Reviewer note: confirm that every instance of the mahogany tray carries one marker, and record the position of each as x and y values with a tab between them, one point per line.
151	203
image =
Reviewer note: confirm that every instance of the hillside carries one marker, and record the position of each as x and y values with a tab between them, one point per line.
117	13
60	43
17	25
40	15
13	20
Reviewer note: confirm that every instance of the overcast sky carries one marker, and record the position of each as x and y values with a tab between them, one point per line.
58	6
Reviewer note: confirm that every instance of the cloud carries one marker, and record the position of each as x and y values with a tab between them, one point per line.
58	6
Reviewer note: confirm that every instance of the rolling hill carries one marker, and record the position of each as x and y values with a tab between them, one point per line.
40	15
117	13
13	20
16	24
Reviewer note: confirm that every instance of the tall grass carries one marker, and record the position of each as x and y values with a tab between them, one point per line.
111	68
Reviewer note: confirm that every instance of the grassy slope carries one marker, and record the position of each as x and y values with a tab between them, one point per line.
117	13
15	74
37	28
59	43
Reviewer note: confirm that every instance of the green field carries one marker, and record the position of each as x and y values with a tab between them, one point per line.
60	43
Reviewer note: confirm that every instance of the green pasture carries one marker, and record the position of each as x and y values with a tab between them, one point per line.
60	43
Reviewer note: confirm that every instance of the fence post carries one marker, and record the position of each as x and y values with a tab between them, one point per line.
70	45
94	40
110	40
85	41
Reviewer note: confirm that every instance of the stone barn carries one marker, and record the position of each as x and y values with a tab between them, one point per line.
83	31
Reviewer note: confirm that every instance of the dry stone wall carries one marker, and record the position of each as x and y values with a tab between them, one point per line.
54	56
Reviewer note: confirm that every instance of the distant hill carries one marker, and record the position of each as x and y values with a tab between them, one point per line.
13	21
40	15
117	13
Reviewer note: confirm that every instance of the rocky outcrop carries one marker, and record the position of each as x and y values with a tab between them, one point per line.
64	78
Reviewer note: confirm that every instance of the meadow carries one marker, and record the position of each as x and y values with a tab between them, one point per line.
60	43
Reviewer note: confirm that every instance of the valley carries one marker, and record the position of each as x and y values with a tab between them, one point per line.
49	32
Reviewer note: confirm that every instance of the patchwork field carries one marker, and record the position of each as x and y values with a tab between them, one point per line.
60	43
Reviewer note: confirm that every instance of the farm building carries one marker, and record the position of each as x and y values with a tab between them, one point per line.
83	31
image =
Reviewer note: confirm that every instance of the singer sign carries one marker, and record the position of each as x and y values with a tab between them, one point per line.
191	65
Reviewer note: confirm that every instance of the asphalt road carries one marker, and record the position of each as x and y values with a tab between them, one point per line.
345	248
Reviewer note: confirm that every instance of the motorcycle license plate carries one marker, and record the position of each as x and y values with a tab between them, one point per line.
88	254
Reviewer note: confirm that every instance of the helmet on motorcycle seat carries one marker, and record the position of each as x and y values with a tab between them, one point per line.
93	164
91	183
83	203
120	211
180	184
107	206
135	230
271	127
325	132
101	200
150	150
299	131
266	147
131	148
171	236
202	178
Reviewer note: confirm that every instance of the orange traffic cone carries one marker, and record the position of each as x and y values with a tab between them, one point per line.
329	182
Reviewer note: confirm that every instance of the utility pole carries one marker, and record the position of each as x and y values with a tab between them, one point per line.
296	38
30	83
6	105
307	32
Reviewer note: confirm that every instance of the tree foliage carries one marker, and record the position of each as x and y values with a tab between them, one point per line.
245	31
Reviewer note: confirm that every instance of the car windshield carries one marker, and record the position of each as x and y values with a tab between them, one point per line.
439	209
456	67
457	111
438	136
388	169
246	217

■ **About this task**
Restate word for word the lines from the one holding "Reviewer note: confirm that every instance of the tree" to the end of the listing, both ends included, and nothing more.

■ **The completed task**
Reviewer note: confirm that every instance of the tree foliage carries one marker, and record the position of each as x and y values with a tab between them, one point per line.
245	31
Reviewer note: confirm that every instance of the car windshield carries one marker, and record the position of each as x and y values with a tab between them, one point per line.
439	209
456	67
457	111
438	136
388	169
246	217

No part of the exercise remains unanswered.